[Start INPUT DATA]

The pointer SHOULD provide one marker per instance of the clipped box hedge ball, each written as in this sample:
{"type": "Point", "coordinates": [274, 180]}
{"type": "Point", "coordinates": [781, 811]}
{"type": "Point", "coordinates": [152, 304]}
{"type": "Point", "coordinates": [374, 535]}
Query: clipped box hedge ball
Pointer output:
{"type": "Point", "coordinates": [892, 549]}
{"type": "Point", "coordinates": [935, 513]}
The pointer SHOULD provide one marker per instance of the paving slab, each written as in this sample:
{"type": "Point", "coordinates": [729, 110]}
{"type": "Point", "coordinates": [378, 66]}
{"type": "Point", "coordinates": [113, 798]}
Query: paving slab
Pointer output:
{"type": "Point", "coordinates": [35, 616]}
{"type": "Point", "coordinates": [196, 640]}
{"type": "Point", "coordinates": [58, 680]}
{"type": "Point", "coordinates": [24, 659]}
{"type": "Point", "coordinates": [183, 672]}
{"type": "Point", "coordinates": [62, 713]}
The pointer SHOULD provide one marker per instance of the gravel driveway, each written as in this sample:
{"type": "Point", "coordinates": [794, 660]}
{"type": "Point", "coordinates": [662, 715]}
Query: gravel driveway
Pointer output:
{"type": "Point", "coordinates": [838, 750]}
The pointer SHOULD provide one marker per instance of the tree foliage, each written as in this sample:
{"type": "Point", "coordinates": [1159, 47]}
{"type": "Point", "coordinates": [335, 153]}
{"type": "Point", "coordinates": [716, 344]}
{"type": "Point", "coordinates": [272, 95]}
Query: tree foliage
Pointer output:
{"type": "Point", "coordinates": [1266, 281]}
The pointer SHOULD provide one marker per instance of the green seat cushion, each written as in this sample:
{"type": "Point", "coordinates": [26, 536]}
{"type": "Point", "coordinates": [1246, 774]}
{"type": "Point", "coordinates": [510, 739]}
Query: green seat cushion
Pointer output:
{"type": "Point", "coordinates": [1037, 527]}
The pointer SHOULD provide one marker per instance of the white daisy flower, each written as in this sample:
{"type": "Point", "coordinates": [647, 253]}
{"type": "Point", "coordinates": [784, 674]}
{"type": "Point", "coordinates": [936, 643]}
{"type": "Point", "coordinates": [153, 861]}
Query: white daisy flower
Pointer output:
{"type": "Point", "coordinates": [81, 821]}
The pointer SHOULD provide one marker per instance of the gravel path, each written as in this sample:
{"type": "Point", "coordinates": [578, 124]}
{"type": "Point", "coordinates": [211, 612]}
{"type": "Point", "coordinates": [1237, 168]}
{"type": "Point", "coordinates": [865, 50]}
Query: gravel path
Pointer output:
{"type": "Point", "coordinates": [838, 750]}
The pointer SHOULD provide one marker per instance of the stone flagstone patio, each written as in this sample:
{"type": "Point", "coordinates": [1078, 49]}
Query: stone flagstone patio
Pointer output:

[End INPUT DATA]

STATED EXERCISE: Write every record out again, unaltered.

CORRECT OUTPUT:
The pointer SHOULD provide one marker per instance of the clipped box hedge ball, each written as in this sample:
{"type": "Point", "coordinates": [274, 180]}
{"type": "Point", "coordinates": [781, 811]}
{"type": "Point", "coordinates": [152, 304]}
{"type": "Point", "coordinates": [374, 535]}
Query: clipped box hedge ball
Pointer output:
{"type": "Point", "coordinates": [892, 549]}
{"type": "Point", "coordinates": [935, 513]}
The pointer SHOULD provide one marker per instance of the paving slab, each written as in this sample:
{"type": "Point", "coordinates": [729, 110]}
{"type": "Point", "coordinates": [378, 66]}
{"type": "Point", "coordinates": [113, 798]}
Query: paving slab
Pointer output:
{"type": "Point", "coordinates": [35, 616]}
{"type": "Point", "coordinates": [196, 640]}
{"type": "Point", "coordinates": [58, 680]}
{"type": "Point", "coordinates": [24, 659]}
{"type": "Point", "coordinates": [183, 672]}
{"type": "Point", "coordinates": [62, 713]}
The pointer SHOULD provide one marker per instance of the gravel driveway, each written as in this sample:
{"type": "Point", "coordinates": [794, 660]}
{"type": "Point", "coordinates": [662, 715]}
Query: gravel driveway
Pointer output:
{"type": "Point", "coordinates": [838, 750]}
The pointer SHOULD provide one marker per instance of the tree foliage, each written as in this sample:
{"type": "Point", "coordinates": [1159, 47]}
{"type": "Point", "coordinates": [335, 153]}
{"type": "Point", "coordinates": [716, 344]}
{"type": "Point", "coordinates": [272, 95]}
Query: tree foliage
Pointer output:
{"type": "Point", "coordinates": [1266, 281]}
The pointer SHOULD provide one marker per instance of the green seat cushion, each written as in this sample:
{"type": "Point", "coordinates": [26, 536]}
{"type": "Point", "coordinates": [1246, 774]}
{"type": "Point", "coordinates": [510, 739]}
Query: green seat cushion
Pointer output:
{"type": "Point", "coordinates": [1037, 527]}
The pointer SHOULD provide one marker per instance of the white daisy flower, each written as in this sample:
{"type": "Point", "coordinates": [647, 253]}
{"type": "Point", "coordinates": [784, 674]}
{"type": "Point", "coordinates": [936, 643]}
{"type": "Point", "coordinates": [153, 861]}
Query: white daisy flower
Pointer output:
{"type": "Point", "coordinates": [81, 821]}
The pointer SHOULD provide one marker per instance of the gravel path, each written as in this sample:
{"type": "Point", "coordinates": [578, 124]}
{"type": "Point", "coordinates": [211, 612]}
{"type": "Point", "coordinates": [1237, 168]}
{"type": "Point", "coordinates": [865, 50]}
Query: gravel path
Pointer output:
{"type": "Point", "coordinates": [838, 750]}
The pointer SHOULD provide one marker per instance of the stone flagstone patio, each written as in this sample:
{"type": "Point", "coordinates": [1078, 49]}
Query: stone flagstone patio
Pointer output:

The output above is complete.